#### Instructions to follow:
Give the records from the start up to and including the line with "[0,0,952,537]" as a numbered list, skipping blank lines. Leave the pictures out of the answer.

%%

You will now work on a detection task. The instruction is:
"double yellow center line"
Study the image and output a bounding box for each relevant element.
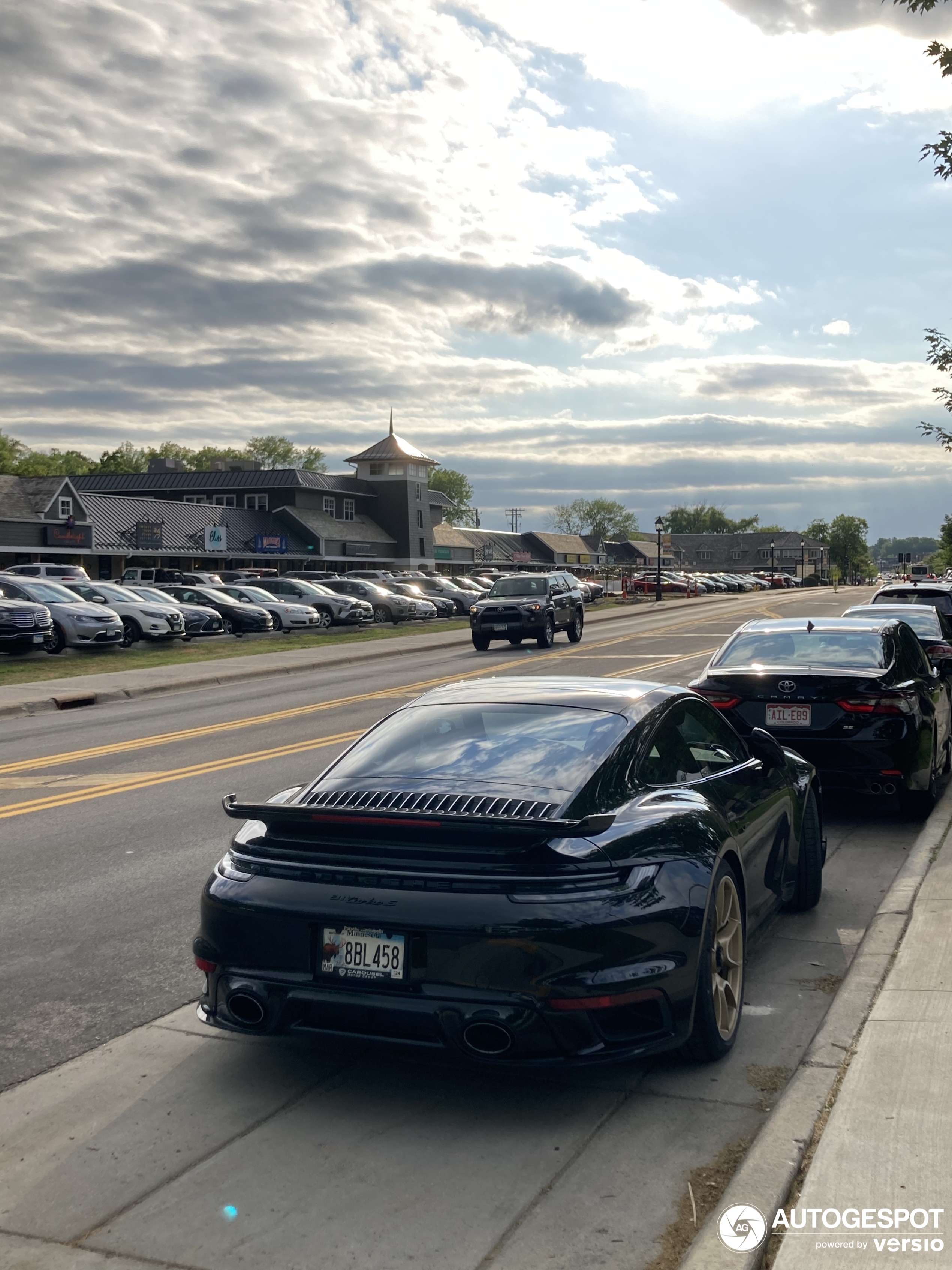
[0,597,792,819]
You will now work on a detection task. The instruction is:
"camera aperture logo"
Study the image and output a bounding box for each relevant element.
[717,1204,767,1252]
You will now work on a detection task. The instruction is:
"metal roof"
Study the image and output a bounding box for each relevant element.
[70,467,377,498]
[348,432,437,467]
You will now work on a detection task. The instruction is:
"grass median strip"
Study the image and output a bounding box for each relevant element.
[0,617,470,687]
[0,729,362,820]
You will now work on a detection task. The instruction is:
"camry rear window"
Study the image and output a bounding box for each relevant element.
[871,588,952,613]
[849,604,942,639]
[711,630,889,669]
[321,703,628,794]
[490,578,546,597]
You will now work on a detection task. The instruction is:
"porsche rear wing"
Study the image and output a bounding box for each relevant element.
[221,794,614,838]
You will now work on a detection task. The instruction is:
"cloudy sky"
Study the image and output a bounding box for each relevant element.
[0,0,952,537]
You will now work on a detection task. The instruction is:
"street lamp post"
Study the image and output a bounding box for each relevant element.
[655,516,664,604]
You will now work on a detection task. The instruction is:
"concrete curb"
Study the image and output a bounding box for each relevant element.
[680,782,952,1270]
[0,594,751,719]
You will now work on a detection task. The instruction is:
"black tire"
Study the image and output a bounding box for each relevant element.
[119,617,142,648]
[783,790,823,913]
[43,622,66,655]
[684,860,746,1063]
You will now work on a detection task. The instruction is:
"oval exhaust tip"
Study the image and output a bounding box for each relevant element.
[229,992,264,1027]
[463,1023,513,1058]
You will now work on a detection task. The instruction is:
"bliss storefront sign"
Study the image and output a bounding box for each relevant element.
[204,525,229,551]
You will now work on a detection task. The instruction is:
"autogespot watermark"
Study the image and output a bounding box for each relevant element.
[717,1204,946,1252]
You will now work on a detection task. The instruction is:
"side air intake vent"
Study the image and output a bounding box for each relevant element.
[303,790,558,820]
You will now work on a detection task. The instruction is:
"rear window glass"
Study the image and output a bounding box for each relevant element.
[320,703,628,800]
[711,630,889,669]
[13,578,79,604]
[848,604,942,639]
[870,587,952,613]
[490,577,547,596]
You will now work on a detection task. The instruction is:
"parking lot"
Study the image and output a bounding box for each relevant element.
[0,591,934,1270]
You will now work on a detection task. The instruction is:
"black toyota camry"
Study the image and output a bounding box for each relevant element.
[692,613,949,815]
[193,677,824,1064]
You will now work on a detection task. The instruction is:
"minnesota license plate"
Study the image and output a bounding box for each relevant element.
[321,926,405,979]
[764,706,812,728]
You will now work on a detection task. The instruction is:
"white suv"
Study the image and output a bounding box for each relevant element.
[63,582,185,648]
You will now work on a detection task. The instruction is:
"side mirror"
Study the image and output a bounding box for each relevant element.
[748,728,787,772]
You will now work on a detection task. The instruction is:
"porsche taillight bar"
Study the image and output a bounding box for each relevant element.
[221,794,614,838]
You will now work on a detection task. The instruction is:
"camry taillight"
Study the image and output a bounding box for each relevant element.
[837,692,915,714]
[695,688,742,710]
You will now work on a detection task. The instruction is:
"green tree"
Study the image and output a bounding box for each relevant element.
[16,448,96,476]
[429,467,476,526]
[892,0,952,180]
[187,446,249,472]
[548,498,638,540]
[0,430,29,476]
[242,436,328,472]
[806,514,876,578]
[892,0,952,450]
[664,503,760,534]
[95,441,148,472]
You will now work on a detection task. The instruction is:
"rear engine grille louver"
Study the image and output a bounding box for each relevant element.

%%

#### Answer to this task:
1. You will now work on a detection task. The instruction is:
2. "double yellow center line"
3. Study the image and output a bounding box for each relevant element.
4. [0,597,792,819]
5. You will now work on a detection task. The instruction is:
6. "camera aperture logo"
7. Study the image and output a bounding box for each relevant element.
8. [717,1204,767,1252]
9. You will now work on a detection task. The instruction is:
10. "metal roof"
11. Study the image and output a bounding box for each relevant element.
12. [70,467,377,498]
13. [348,432,437,467]
14. You will now work on a detection task. The instruction is:
15. "grass median strip"
16. Study the image and output a bounding box for each relevant element.
17. [0,617,470,687]
18. [0,729,362,820]
19. You will now work on a detection task. The instruction is:
20. "camry rear window"
21. Study the image and output a bounding box for each relevant element.
22. [871,588,952,613]
23. [849,604,942,639]
24. [711,630,889,669]
25. [321,703,628,794]
26. [490,578,546,597]
27. You will now work on a detection task. The instruction is:
28. "porsche rear wing"
29. Study the image and output a bounding box for each relevant element.
30. [221,794,614,838]
31. You will now work on a detection task. The instruction is:
32. "cloudy sky"
33. Study the image and output a bounding box for each relevant element.
34. [0,0,952,537]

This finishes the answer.